- _Required work_
Copy the listing below word for word, including every line and point, but leave out the pictures.

- _Supplied data_

-- Start --

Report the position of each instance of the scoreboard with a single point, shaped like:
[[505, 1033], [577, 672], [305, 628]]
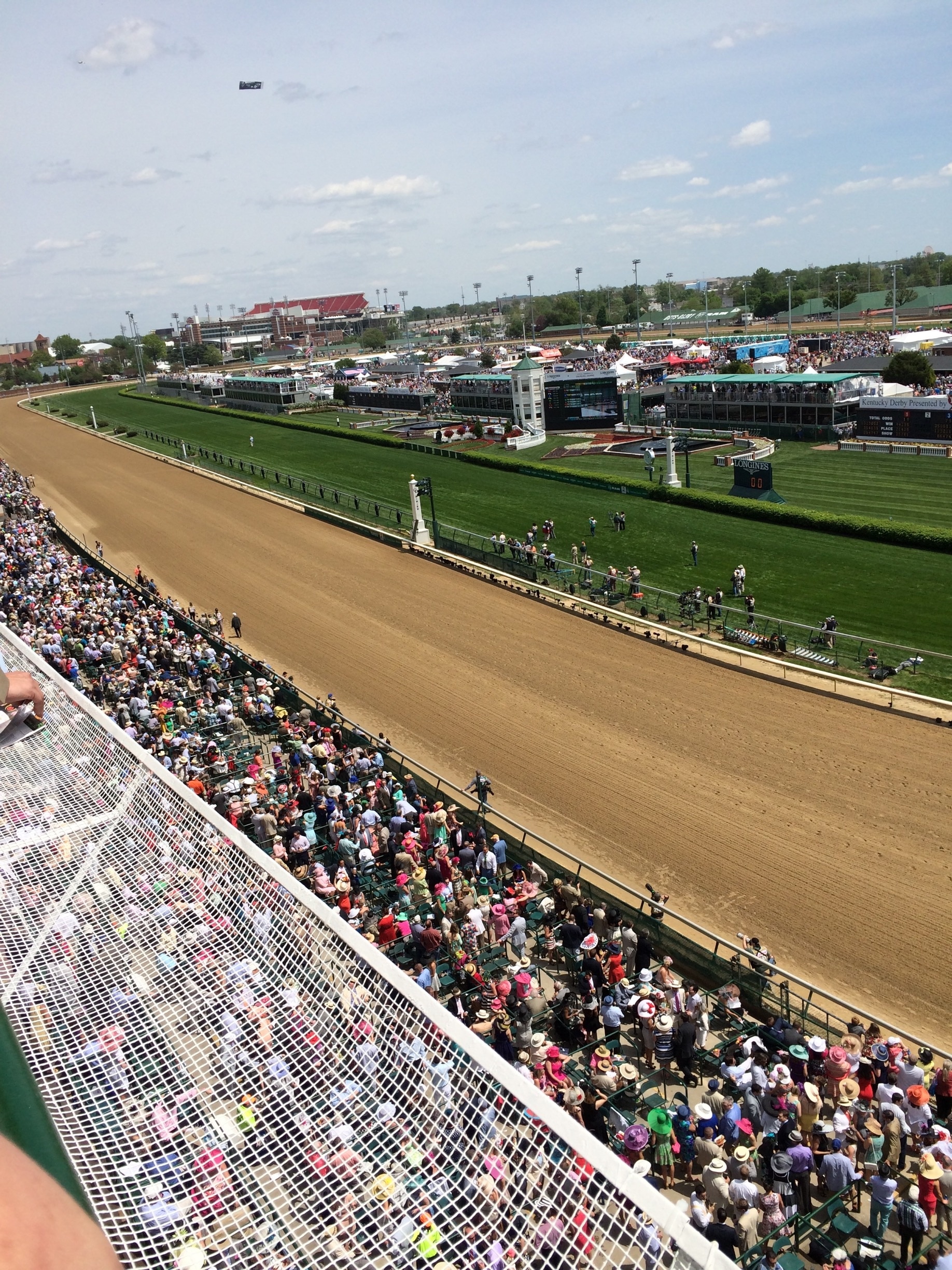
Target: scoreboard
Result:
[[750, 479], [926, 418]]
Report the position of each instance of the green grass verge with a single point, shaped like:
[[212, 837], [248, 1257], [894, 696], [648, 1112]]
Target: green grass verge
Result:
[[880, 530], [881, 590]]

-- End --

- _Reply to the exercise_
Report the position of each instance of the scoreboard with a single point, shaped like:
[[505, 1033], [577, 672], [305, 628]]
Target: scoreboard
Result:
[[750, 479], [926, 418]]
Report the position of each instance of the green grass verge with a single point, shaped like:
[[212, 837], [248, 1257], [894, 696], [648, 1112]]
Target: green grass verge
Result:
[[880, 530], [881, 590]]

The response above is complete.